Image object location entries
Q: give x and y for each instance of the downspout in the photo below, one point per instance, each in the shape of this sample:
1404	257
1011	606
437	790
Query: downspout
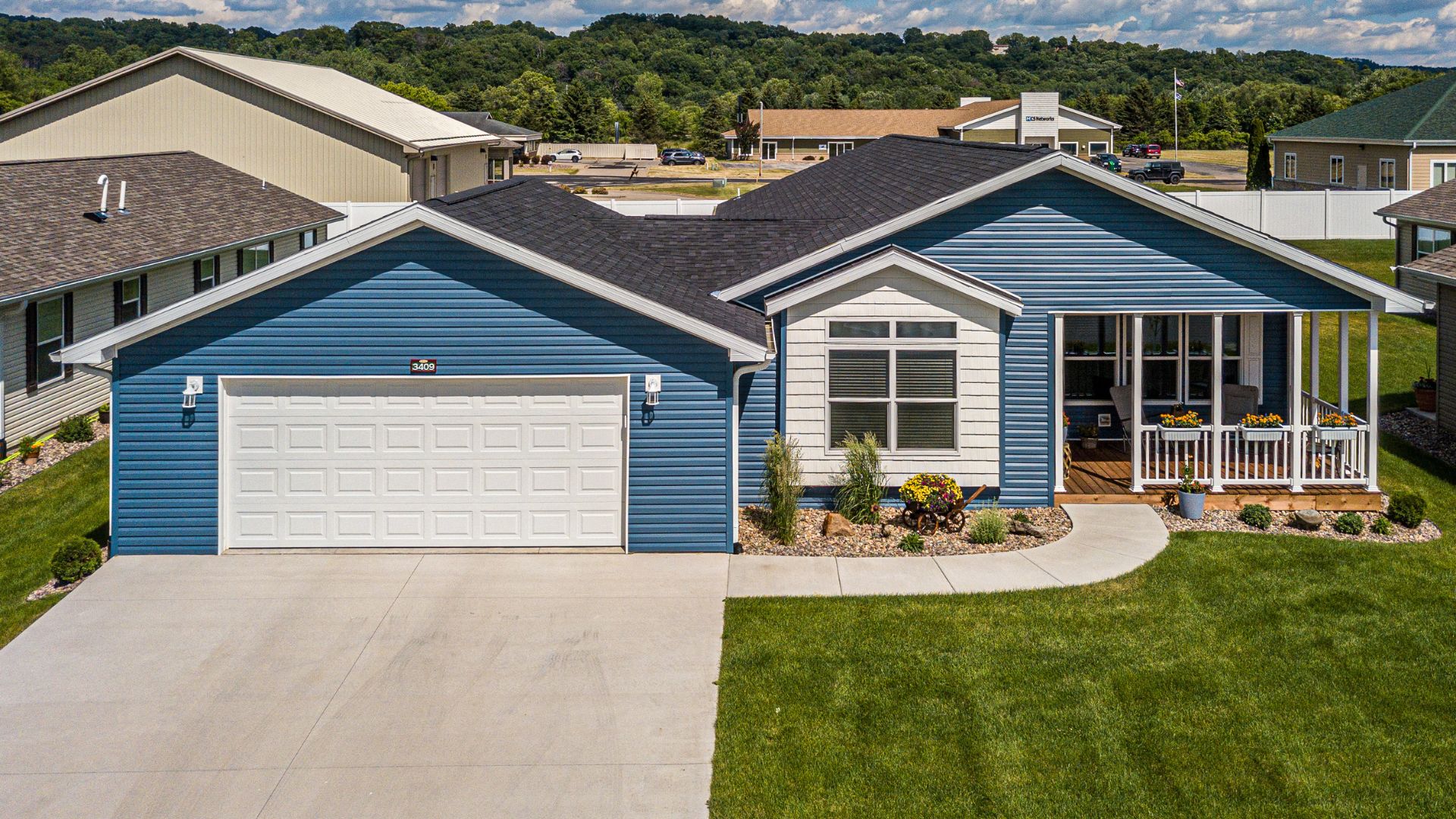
733	428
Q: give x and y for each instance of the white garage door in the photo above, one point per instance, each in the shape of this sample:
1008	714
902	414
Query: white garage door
431	463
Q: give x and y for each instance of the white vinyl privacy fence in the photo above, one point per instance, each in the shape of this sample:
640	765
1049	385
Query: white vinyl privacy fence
1304	215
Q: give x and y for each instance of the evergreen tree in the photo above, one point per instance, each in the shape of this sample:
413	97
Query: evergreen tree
1260	171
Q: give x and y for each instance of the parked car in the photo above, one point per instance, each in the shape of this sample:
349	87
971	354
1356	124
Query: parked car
683	156
1169	172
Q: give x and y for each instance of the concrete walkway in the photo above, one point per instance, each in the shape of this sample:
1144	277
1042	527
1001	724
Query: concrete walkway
1106	541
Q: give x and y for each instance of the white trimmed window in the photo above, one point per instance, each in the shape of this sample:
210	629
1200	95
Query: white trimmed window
1430	240
1388	174
896	381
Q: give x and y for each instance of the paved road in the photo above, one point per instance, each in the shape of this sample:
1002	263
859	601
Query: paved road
369	686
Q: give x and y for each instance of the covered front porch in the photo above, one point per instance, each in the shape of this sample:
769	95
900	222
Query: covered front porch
1120	373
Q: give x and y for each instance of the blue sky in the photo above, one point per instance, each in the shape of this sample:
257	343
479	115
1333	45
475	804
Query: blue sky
1386	31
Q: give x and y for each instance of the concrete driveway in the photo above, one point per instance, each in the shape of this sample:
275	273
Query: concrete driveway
369	686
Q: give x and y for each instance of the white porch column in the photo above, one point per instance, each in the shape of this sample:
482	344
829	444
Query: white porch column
1057	376
1216	395
1296	401
1138	403
1345	360
1313	353
1373	401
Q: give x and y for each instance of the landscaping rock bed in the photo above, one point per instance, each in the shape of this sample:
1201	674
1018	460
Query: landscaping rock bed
52	453
1228	521
1421	435
867	539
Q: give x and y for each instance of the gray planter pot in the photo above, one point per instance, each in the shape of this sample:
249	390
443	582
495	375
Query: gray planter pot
1190	504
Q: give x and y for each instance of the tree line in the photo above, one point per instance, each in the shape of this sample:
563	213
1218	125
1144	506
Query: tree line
686	79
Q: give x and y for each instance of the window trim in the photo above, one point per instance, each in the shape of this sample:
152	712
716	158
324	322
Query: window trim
893	346
1381	167
36	341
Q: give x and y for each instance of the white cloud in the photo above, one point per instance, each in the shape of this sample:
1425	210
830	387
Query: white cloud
1389	31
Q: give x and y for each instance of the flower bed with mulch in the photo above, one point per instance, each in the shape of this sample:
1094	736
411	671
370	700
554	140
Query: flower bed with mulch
874	539
1228	521
15	472
1420	433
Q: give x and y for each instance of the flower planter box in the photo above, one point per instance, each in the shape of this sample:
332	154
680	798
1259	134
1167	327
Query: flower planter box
1263	433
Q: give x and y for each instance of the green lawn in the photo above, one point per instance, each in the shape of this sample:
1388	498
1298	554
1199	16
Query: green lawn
1234	675
67	499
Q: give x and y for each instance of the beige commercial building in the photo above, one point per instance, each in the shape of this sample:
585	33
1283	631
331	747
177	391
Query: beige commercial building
312	130
1033	118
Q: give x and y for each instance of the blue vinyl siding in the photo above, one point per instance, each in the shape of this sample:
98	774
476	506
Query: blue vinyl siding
421	295
1063	243
758	420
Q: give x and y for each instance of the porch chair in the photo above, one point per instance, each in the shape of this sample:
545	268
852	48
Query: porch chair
1239	400
1123	403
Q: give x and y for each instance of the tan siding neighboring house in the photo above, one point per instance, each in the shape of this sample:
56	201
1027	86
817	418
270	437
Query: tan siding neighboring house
347	142
182	209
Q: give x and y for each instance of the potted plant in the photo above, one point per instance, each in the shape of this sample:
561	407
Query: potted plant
1337	426
1426	392
1180	425
1190	494
1256	428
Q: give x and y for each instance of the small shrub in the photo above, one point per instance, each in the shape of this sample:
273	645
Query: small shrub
74	558
987	526
1348	523
861	480
783	487
1407	509
74	430
1257	515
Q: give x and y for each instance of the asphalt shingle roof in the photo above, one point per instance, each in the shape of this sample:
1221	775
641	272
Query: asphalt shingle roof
680	261
180	205
1424	111
1432	205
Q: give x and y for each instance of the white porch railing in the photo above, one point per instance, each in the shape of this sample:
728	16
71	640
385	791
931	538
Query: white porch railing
1324	458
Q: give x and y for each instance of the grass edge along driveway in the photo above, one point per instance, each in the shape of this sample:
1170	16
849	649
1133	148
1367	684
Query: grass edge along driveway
67	499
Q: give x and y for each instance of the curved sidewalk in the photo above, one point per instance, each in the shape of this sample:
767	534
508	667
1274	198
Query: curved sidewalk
1106	541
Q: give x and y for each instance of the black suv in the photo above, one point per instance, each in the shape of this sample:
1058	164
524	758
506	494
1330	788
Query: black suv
1169	172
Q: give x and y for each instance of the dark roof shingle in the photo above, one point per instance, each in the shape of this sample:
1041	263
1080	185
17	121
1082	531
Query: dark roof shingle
180	205
1432	205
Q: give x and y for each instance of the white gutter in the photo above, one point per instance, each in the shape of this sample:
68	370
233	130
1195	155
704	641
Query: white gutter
733	430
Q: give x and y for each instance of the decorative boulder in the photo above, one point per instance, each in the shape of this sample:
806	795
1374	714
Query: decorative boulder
1308	519
837	526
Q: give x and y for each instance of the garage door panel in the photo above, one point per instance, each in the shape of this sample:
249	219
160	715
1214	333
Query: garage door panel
408	463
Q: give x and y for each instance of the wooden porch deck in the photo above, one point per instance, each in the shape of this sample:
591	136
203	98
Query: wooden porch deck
1106	475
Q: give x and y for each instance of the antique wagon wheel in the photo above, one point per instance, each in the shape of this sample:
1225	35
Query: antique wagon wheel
927	523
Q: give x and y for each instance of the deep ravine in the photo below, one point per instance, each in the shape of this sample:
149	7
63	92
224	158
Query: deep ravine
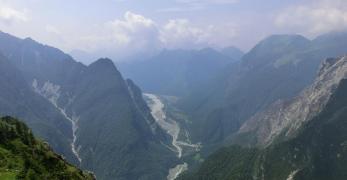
172	128
51	92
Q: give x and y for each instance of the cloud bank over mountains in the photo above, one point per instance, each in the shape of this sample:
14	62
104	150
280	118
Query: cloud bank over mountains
128	27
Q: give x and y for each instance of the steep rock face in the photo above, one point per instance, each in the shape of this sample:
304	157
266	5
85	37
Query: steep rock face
279	67
24	157
17	99
318	151
286	116
103	122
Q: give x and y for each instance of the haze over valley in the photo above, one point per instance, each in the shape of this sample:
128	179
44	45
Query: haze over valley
173	90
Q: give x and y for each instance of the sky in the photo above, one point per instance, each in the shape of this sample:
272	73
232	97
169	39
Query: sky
126	28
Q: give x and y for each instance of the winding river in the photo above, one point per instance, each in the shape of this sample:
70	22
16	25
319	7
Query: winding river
172	128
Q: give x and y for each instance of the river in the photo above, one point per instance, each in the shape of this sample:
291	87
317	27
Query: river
172	128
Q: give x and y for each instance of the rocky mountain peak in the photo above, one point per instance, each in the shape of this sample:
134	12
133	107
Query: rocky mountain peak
285	117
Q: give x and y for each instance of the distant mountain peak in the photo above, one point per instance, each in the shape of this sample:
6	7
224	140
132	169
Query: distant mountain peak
103	62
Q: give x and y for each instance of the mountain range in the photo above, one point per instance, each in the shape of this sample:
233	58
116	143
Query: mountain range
311	144
89	114
275	112
178	72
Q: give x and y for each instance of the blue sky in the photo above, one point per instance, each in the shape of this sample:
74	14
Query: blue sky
119	28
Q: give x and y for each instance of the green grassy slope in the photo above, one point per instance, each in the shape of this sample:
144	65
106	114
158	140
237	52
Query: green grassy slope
319	152
24	157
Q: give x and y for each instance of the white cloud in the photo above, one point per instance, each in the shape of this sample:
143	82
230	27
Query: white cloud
52	29
9	15
181	33
136	34
314	19
135	30
208	1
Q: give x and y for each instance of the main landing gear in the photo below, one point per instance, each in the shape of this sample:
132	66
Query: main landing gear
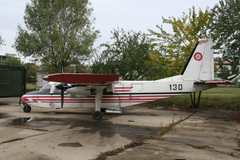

## Stated exercise
Report each line in the records above that contains the string "deck", copying the whole line; matching is case-sensitive.

## Finished task
Q: give x and y for each instance of the wooden porch deck in the photo above, one point per instance, each in the shape of this sample:
Query: wooden porch deck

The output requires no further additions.